後に示す『時のオカリナ』3DS版をめぐる対談の本文について、最後の発言の次から続きを書き進めよ。

ページ本文:
--------------------------------
手のひらのなかに広大な世界があったんですね。

岩脇

ええ、まさにそのとおりで、
「そこに世界がある」と思いました。
なので、みなさんにも『ゼルダ』の世界を
たっぷり遊んでほしいと思います。

青沼

僕は、さっきも言いましたけど、
『時のオカリナ』をつくっていたときは
毎日のように手ごたえが増していって、
そこにある世界がどんどん構築されていって、
それがすごく楽しかったんです。
で、そのような楽しい気持ちは、
たぶん遊んでくださった方々にも
感じていただけたんじゃないかと思っているんです。

岩田

つくり手の気持ちが
伝わったような気がしてならないんですね。

青沼

そうです。
そして今回の3DS版では、
13年前に僕らが思った気持ちが、
そこでさらに増幅されている感じがするんです。
なので、そういったことを
お客さんにもぜひ感じてほしいですし、
3DSで広い世界を冒険すれば、
また新しい発見も生まれるのではないかと思います。

岩田

N64版を遊んだ方でも、
たぶん遊び尽くしてないでしょうからね。

青沼

だと、思います。
いろいろ変なことをやっていますから(笑)、
みなさんにそれぞれ見つけていただきたいですね。

河越

今回はリメイクというかたちなんですけど、
リメイクとはいってもいろんな方向があって、
単に絵をキレイにして、豪華にしても、
それだけで、あのときの感動が
もう一度味わえるのかというと、
それは違うんじゃないか、とわたしは思っているんです。
ところが、今回のリメイクは、
3Dという新しい軸が伸びていて、
N64でつくられたときの輝きが
新しい視点で見られるのがすごくいいと思っています。

岩田

河越さんも3DS版は触ってみたんですか?

河越

はい、触ってみました。
それで驚いたのが、自分たちがつくった地形が、
「ああ、こんな形だったんだ」と。

岩田

それは、3DSになることで初めてわかったんですか?
--------------------------------
提供データ:
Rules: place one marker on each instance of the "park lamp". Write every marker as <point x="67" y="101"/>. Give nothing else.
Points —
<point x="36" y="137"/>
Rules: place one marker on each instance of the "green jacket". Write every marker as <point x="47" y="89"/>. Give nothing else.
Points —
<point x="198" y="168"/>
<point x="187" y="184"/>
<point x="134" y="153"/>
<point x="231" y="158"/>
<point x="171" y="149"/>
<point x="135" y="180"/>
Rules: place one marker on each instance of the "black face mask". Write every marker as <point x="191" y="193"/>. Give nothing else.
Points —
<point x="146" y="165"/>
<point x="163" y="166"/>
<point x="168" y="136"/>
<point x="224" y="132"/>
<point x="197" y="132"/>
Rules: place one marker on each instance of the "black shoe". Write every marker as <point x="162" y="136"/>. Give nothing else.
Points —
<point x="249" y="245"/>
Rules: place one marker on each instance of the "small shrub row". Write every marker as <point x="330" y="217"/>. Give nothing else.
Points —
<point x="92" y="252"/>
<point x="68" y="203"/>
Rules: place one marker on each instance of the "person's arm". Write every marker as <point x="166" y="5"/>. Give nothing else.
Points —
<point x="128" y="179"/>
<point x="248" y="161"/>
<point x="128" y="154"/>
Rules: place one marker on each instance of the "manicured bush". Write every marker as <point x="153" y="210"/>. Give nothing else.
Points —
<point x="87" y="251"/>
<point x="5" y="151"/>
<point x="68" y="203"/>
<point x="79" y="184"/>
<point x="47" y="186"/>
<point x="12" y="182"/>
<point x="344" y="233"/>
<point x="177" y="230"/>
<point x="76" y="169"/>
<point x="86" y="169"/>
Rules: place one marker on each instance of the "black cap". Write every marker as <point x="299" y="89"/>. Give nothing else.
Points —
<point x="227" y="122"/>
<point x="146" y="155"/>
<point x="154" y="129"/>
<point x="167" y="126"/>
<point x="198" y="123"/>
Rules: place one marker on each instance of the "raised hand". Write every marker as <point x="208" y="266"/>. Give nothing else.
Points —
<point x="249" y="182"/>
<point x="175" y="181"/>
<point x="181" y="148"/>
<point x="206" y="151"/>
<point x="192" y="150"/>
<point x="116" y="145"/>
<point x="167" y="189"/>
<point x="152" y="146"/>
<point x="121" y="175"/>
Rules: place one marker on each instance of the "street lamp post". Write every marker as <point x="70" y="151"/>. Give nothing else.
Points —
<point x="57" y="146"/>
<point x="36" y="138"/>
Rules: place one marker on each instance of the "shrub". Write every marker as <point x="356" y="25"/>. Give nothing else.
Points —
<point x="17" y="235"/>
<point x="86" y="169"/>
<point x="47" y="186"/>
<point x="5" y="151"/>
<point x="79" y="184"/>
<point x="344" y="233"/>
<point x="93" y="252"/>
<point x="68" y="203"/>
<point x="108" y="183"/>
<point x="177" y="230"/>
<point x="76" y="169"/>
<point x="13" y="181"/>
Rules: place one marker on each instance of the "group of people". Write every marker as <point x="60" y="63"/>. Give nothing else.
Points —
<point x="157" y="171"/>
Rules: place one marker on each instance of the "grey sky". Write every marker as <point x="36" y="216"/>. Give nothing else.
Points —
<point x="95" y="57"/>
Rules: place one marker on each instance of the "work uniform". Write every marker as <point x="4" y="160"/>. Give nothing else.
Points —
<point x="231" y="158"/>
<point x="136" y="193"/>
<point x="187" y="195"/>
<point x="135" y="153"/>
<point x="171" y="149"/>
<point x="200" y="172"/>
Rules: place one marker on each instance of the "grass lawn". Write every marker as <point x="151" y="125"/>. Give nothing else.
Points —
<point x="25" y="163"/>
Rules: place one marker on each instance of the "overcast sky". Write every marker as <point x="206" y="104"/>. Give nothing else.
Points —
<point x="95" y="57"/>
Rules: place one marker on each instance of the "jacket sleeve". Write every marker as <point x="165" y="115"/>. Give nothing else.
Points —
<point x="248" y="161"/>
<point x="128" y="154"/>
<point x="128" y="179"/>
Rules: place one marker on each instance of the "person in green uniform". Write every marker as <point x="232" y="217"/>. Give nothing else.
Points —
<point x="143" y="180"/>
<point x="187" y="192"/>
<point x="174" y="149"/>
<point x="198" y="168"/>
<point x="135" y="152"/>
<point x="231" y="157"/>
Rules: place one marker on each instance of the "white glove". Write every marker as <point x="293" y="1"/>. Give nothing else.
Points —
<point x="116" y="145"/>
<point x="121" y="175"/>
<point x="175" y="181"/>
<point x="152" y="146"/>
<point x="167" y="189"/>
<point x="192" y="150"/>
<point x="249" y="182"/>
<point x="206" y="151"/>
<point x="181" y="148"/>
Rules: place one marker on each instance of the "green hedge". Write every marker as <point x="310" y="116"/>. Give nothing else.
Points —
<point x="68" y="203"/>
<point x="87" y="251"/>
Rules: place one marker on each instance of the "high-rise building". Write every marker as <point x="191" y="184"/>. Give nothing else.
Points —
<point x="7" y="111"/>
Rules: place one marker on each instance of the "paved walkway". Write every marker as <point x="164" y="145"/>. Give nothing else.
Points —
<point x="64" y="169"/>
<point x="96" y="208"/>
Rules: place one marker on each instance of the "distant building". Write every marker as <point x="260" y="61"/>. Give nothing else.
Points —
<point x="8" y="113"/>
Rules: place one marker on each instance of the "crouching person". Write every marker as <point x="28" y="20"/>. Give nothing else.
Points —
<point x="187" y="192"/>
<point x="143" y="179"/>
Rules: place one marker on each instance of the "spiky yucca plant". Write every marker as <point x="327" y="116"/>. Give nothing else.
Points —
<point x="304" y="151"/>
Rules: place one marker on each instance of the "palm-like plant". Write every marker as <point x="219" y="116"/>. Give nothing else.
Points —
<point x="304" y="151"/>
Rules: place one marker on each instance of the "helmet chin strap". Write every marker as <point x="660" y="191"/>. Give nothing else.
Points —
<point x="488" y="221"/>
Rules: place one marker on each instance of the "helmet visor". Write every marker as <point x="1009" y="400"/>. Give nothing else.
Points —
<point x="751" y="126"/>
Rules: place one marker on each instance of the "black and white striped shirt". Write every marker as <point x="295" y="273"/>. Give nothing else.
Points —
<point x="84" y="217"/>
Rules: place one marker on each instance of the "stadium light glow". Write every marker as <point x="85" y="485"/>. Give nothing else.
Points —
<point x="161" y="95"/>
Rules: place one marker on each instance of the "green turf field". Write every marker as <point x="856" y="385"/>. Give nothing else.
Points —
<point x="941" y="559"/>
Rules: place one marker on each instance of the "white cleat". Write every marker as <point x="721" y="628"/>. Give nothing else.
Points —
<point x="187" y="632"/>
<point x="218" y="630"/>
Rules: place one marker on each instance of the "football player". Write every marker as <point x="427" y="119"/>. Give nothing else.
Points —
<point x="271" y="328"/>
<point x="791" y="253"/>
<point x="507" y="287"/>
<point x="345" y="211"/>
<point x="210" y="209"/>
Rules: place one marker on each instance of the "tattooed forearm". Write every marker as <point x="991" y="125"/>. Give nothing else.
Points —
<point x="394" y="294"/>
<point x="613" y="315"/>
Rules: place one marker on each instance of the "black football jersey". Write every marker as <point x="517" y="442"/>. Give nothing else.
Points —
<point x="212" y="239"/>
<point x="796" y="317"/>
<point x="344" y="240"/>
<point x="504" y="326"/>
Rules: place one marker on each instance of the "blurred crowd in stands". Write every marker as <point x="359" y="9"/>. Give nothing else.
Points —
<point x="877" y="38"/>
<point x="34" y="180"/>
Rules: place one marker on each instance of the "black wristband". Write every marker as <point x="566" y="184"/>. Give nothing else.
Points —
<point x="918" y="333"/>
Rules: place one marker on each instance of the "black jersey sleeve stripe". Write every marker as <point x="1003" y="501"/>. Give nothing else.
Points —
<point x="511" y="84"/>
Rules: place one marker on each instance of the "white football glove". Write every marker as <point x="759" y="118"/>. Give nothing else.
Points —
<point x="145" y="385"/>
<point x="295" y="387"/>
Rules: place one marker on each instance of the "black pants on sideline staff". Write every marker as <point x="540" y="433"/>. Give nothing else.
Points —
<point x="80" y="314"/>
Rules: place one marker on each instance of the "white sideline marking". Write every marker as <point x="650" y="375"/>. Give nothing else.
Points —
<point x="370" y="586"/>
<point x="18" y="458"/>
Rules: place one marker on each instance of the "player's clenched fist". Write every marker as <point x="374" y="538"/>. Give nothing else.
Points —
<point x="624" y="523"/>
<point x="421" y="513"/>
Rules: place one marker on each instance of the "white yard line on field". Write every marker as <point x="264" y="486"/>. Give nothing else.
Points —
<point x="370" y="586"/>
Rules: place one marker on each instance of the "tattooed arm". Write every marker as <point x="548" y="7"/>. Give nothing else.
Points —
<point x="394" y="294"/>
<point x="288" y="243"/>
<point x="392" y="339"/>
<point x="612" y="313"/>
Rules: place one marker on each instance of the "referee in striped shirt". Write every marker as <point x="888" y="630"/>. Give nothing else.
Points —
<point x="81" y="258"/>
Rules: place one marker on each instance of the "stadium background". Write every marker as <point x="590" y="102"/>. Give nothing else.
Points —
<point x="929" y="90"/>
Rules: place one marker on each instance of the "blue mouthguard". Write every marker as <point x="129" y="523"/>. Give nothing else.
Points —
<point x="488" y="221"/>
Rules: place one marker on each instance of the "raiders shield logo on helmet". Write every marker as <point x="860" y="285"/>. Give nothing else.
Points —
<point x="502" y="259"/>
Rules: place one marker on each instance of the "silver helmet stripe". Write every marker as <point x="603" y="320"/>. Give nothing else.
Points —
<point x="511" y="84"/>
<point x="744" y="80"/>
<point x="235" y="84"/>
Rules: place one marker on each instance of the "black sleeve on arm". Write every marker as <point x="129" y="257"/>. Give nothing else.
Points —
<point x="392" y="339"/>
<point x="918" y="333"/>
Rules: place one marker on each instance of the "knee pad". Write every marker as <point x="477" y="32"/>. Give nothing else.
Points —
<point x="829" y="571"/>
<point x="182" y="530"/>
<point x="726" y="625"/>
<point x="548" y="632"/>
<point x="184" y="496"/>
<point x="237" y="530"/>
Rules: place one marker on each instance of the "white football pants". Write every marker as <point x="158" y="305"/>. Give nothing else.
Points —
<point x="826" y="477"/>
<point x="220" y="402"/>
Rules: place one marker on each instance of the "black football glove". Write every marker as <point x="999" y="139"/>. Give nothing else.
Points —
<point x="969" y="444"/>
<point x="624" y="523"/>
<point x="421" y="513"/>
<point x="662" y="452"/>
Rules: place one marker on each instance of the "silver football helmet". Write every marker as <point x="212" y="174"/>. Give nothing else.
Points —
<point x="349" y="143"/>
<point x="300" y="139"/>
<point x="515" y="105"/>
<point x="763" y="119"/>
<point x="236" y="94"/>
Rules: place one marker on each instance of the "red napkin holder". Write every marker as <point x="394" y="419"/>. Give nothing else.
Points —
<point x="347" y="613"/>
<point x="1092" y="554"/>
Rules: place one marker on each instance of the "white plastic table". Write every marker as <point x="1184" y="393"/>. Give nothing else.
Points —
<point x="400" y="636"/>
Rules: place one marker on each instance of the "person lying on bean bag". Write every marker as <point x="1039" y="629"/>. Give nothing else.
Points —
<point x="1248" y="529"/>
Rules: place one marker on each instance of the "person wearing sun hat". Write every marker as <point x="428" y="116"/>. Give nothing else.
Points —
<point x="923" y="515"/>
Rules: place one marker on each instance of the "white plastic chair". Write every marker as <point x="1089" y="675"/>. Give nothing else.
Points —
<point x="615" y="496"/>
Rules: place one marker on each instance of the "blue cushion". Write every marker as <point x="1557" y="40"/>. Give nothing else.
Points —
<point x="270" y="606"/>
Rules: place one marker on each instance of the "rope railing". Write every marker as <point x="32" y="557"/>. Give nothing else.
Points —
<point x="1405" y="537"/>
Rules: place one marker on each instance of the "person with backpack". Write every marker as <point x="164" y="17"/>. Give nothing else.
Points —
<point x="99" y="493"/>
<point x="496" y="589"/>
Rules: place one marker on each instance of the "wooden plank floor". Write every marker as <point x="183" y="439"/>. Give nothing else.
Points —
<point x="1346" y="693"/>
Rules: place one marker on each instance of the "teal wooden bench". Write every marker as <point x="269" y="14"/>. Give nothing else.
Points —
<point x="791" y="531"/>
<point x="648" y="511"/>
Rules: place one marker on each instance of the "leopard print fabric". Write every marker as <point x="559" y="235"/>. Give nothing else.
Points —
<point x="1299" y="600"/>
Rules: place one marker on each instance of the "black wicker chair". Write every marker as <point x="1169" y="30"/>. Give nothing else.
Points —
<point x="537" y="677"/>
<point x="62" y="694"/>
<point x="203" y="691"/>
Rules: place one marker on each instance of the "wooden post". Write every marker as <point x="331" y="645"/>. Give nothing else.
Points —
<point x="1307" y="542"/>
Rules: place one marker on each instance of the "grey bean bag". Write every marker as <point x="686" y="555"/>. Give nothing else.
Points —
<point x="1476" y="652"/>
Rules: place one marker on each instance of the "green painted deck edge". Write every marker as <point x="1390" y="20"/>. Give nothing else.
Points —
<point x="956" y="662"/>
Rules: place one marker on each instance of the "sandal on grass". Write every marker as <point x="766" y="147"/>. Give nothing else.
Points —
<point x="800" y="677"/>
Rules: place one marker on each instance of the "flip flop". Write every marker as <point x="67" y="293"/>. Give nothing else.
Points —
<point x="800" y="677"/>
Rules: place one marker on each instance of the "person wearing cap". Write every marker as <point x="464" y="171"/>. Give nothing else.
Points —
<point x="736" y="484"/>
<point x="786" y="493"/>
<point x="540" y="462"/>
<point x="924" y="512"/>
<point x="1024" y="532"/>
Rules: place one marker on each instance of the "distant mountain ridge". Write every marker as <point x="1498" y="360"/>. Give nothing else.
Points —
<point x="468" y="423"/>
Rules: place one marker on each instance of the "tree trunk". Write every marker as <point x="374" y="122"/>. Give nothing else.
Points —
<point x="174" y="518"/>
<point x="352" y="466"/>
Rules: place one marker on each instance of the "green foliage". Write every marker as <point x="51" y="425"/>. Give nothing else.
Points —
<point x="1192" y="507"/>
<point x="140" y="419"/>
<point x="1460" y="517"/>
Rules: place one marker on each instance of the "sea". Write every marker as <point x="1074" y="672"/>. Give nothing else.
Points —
--------------------------------
解答:
河越

ええ。N64のときは、
なんとなく地形がわかるような、
実際の形を頭のなかで補完するように見ていたんですけど、
3DSだと、たとえばハイラル平原を見ただけでも、
こんな地形で、こんな距離感だったんだ、
ということが、すごくよくわかったんです。

青沼

そうそう、僕もそれは驚きました。

岩田

つくった人たちも驚いたんですね。

河越

それは13年後の発見でした。

岩田

なるほど。
はい、小泉さん。

小泉

じつは今回、僕は3DS版を触るのが
怖くてたまらないんです。
それはなぜかというと、13年前にやった自分の仕事に、
いま向き合うと、「あちゃー」と思うようなことが、
たぶんいっぱい見つかるような気がしているんですね。

河越

あ、それは僕も同じでした(笑)。

小泉

ただ、今回の3DS版は東京でつくっていますので、
「チェックしてよ」と言われるんです。
そこでイヤイヤというか(笑)、触ってみたのですが、
リンクがすごくイケメンになっているのがうれしくて。

岩田

はい(笑)。

小泉

リンクのデザインは
『時のオカリナ』のときに、大きく変えたんですけど、
もともと団子っ鼻だったんですよね。

岩田

ええ、鼻の形に特徴がありましたよね。

小泉

それで当時、うちの奥さんから
「任天堂のキャラクターはみんな鼻に特徴があるのね」
「男前のキャラクターはいないの?」とか言われて、
それがすごくショックだったんです。

岩田

(笑)

小泉

そこで、『時のオカリナ』をつくるときに
リンクのキャラクターデザインは
僕が担当していましたので、ちょっとイケメンにして・・・。

青沼

え? じゃあ、あのリンクは奥さん好みなの?

小泉

そうです(キッパリ)。

一同

(笑)

岩田

13年後に明かされる真実ですね(笑)。

小泉

もみあげをちょっと刈って、
鼻はすらっと高くして・・・。

岩田

鼻がしゅっとしましたよね。

小泉

はい。それでピアスとかをしたりして、
ちょっとおしゃれにしたんです。
でも、あんまりかっこよすぎると任天堂らしくないので、
下にはババシャツを着ているという(笑)。

青沼

え、あれ、ババシャツなの?(笑)

小泉

そうです。緑の服を着て、
かっこいいグローブとかをはめてますけど、
下に着てるのはババシャツで(笑)。
でも、3DS版のリンクを見たら、
「すごく垢抜けたなあ」とうれしくなったんです。
なので「さらにかっこよくなったリンクを見てください」
と言いたいです。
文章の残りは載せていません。